Source extract —
Lawyers in Literature

I have just finished reading The Children Act by Ian McEwan and it has made me think about how lawyers are described in fiction. The immediate names that come to mind are Tulkinghorn from Bleak House, Dickens’ masterpiece about the law, incidentally a novel that was on the reading list when I first began to study law at the University of Sheffield, Soames Forsyte from John Galsworthy’s Forsyte Saga’s and Rumpole, John Mortimer’s delicious character. Tulkinghorn and Soames Forsyte are both solicitors and are rather dry characters, brooding over wills and conveyances in dingy offices. In Bleak House the lawyers are the villains of the  novel, in an interminable legal action  41-bleak-house-cover-full

In Bleak House the lawyers are the villains of the  novel, in an interminable legal action Jarndyce and Jarndyce which only comes to a conclusion when all the money in the estate has been used in paying legal bills. Tulkinghorn is a manipulative lawyer who glories in the power he has over his clients as he learns their secrets.

Soames Forsyte is equally unimaginative and scheming as he tries to control his wife who he sees as his property as indeed women were until the Married Woman’s Property Act of 1882 which gave women the right to own property in their own names. The series of novels by John Galsworthy were written between 1906 and 1921 when that independence had taken root. Soames is obsessed with property and considers his wife as just another chattel. He is a cold character with little to commend him to the reader.

Parts of the exercise —
1 - Answer these questions from the lawyers in literature text:
(a) At which university did the writer first begin to study law?
(b) When does the Jarndyce and Jarndyce legal action come to a conclusion?
(c) In what year was the Married Woman's Property Act passed?
2 - Please resume the lawyers in literature text after its last sentence, keeping the same voice.
The records have no connection to the lawyers in literature text.

Stored data entries —
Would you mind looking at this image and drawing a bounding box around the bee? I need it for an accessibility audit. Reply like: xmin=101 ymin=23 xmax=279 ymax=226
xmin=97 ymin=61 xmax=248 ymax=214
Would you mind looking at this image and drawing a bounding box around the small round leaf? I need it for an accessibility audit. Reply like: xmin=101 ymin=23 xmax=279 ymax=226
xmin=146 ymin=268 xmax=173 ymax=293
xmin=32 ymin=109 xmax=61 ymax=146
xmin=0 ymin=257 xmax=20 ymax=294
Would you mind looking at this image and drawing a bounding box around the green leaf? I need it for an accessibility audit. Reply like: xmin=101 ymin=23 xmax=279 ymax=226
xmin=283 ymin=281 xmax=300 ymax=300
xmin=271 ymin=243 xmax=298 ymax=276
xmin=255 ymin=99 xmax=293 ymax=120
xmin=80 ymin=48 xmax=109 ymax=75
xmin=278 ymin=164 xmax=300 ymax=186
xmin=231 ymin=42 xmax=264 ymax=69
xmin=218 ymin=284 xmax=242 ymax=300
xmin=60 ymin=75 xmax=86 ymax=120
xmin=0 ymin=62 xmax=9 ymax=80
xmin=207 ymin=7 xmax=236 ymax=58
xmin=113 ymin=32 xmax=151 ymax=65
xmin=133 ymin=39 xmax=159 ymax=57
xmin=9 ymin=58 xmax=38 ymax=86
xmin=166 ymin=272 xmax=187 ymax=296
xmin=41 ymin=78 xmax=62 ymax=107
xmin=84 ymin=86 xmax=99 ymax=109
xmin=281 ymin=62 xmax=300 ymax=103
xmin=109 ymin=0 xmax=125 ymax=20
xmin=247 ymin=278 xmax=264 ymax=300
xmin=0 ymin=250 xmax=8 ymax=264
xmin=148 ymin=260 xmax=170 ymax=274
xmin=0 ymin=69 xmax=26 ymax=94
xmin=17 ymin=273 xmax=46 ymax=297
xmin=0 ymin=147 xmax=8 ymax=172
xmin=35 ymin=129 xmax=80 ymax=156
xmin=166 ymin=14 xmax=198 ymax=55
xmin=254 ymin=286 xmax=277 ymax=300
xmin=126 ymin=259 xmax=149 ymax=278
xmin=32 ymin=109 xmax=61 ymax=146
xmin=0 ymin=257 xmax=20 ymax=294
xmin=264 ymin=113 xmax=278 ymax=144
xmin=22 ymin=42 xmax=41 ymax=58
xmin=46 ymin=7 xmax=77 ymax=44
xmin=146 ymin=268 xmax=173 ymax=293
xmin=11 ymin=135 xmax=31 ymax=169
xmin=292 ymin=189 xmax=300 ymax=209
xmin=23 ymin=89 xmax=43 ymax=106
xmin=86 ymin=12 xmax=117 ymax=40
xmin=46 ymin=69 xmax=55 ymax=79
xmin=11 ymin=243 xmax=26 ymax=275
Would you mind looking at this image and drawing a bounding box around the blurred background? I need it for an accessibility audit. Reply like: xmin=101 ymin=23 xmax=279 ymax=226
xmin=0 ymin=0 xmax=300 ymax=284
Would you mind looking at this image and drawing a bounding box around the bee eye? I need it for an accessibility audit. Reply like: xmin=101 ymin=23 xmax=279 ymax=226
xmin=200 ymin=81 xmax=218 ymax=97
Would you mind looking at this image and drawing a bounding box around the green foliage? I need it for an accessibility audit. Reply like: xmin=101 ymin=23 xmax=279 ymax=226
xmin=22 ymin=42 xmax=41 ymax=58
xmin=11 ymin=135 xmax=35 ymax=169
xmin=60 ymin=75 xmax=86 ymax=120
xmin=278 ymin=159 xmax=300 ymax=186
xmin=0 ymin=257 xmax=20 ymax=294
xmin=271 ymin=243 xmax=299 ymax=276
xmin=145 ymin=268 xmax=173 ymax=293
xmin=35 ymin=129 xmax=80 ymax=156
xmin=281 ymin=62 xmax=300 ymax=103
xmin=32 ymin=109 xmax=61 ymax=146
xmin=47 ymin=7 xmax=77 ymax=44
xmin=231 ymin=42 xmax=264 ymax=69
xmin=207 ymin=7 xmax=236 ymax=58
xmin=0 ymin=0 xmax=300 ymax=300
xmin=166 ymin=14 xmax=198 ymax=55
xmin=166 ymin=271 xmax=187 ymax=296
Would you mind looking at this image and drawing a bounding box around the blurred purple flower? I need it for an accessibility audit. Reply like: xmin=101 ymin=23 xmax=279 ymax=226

Responses to the exercise —
1 -
(a) The University of Sheffield.
(b) When all the money in the estate has been used in paying legal bills.
(c) 1882.

2 -
On the other hand John Mortimer by creating Rumpole as a caricature of the people around him at the Bar, some of whom are recognisable to me from my own career, has created a likeable rogue. Put upon by his wife, she who must be obeyed and his colleagues who he always gets the better of in the end, most readers enjoy reading about him.

In The Children Act, the main character is Fiona Maye, a High Court Judge in the Family Division who hears a case which involves the refusal of medical treatment. McEwan has written with great elegance about the reasoning HH Judge Maye uses to arrive at her decision. The character has her own private sorrows but as Tessa Hadley says in her review of the novel in The Guardian, nothing in the character’s life is as interesting as the legal arguments. In my own experience, this is true my own difficulties always seemed so petty compared with the troubles my clients face. It is perhaps the reason that writing giving  a lawyer the main role in a novel is so difficult.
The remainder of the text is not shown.